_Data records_
--- Begin ---
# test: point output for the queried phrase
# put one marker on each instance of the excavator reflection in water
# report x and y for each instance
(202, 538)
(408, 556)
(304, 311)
--- End ---
_PROMPT_
Output every line of the records above as a numbered list, leaving out any blank lines.

_RESULT OF THIS EXERCISE_
1. # test: point output for the queried phrase
2. # put one marker on each instance of the excavator reflection in water
3. # report x and y for each instance
4. (202, 538)
5. (408, 556)
6. (304, 311)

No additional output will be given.